SOURCE EXCERPT —
--------
Perform head requests sequentially

Real nice limiting is not easily possible with the current crawl/download abstraction sadly.
2026-04-12 15:35:05 +02:00 · 2024-10-27 17:30:00 +01:00 · 2024-10-27 17:30:00 +01:00 · bb36571e42
commit bb36571e42
parent 2193adadb4
1 changed files with 18 additions and 4 deletions
--- a/PFERD/crawl/kit_ipd_crawler.py
+++ b/PFERD/crawl/kit_ipd_crawler.py
@ -1,6 +1,7 @@
 import os
 import re
 from dataclasses import dataclass
+from datetime import datetime
 from pathlib import PurePath
 from typing import Awaitable, List, Optional, Pattern, Set, Tuple, Union
 from urllib.parse import urljoin
@ -75,8 +76,11 @@ class KitIpdCrawler(HttpCrawler):
                if isinstance(item, KitIpdFolder):
                    tasks.append(self._crawl_folder(item))
                else:
+                    # do this here to at least be sequential and not parallel (rate limiting is hard, as the
+                    # crawl abstraction does not hold for these requests)
+                    etag, mtime = await self._request_resource_version(item.url)
                    # Orphan files are placed in the root folder
-                    tasks.append(self._download_file(PurePath("."), item))
+                    tasks.append(self._download_file(PurePath("."), item, etag, mtime))

        await self.gather(tasks)
--------
LISTING —
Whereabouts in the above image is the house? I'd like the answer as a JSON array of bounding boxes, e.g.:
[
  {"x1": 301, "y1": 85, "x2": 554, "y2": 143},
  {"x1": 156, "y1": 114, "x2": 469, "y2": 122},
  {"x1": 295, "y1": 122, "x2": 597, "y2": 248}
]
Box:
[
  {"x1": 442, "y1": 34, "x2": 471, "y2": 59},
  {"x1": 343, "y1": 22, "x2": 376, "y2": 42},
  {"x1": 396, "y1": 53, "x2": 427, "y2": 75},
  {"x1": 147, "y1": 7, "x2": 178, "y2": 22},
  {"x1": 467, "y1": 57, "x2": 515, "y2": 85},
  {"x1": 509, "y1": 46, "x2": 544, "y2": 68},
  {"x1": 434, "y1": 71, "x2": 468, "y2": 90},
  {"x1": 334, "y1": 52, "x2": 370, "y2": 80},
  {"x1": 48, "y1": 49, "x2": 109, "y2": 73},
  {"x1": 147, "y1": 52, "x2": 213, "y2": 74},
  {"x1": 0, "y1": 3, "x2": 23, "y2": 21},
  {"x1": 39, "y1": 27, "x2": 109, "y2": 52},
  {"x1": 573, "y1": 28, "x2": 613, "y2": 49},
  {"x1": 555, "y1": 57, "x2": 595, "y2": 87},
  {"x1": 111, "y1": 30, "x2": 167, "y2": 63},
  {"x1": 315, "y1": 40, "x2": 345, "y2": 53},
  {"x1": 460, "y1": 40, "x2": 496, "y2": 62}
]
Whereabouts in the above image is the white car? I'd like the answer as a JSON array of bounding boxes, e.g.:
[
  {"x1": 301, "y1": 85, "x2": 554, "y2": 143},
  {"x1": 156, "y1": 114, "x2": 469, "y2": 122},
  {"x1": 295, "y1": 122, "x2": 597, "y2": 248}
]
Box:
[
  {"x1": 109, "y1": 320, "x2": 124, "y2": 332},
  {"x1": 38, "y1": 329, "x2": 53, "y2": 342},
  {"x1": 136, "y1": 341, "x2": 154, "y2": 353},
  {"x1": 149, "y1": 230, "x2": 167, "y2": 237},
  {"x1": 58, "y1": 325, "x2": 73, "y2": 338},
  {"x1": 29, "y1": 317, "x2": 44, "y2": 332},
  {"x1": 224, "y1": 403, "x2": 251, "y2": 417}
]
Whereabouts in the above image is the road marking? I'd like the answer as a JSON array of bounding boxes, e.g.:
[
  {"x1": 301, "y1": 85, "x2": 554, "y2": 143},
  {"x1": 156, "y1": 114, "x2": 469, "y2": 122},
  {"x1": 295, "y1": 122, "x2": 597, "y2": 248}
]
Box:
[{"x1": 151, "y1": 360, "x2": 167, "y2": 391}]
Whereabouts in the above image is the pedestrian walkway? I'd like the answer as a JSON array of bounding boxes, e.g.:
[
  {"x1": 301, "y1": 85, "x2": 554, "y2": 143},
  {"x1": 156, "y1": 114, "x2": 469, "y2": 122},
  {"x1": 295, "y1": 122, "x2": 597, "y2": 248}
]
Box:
--------
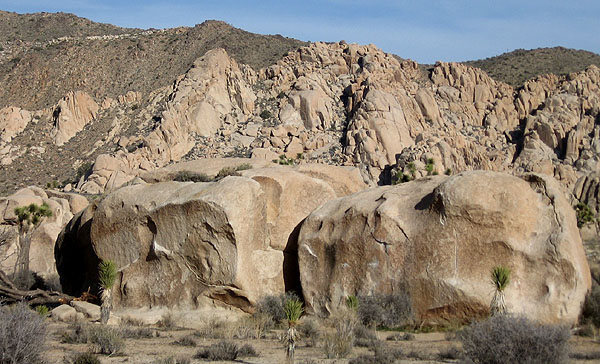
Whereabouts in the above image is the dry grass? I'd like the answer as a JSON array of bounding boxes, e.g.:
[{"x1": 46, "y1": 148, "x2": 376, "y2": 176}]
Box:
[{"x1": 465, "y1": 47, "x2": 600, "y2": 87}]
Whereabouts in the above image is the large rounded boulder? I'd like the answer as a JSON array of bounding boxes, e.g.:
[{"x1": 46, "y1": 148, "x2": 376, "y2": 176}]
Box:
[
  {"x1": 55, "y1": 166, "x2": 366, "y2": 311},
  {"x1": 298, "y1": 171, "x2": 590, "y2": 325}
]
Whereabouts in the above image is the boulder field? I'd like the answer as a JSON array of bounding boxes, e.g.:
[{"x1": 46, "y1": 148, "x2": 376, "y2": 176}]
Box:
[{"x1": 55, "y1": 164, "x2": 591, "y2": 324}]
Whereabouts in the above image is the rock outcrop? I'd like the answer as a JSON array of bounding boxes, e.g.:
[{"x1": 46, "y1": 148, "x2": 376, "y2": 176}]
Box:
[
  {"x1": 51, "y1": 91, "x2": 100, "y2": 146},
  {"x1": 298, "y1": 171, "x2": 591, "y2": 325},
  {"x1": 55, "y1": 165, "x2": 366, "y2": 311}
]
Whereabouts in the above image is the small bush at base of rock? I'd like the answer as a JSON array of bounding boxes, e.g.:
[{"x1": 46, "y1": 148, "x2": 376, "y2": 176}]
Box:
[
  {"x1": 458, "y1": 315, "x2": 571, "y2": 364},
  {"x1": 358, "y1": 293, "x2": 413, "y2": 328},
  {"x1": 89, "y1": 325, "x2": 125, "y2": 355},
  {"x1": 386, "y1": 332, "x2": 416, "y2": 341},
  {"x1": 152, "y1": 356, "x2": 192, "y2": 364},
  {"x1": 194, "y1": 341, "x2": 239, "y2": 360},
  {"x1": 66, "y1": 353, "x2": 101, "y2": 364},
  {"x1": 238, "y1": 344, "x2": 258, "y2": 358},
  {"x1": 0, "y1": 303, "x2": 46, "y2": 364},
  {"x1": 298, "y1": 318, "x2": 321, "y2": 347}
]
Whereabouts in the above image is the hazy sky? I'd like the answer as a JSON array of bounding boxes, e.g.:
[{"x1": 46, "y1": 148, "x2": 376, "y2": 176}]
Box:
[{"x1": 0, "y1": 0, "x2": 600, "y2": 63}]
--------
INSTRUCTIONS FOR THE TASK —
Rewrite everything in the commit diff above, from "# Orphan files" down to "item, etag, mtime))", and swap "root folder" for "top-level folder".

CORRECT ANSWER —
# Orphan files are placed in the top-level folder
-                    tasks.append(self._download_file(PurePath("."), item))
+                    tasks.append(self._download_file(PurePath("."), item, etag, mtime))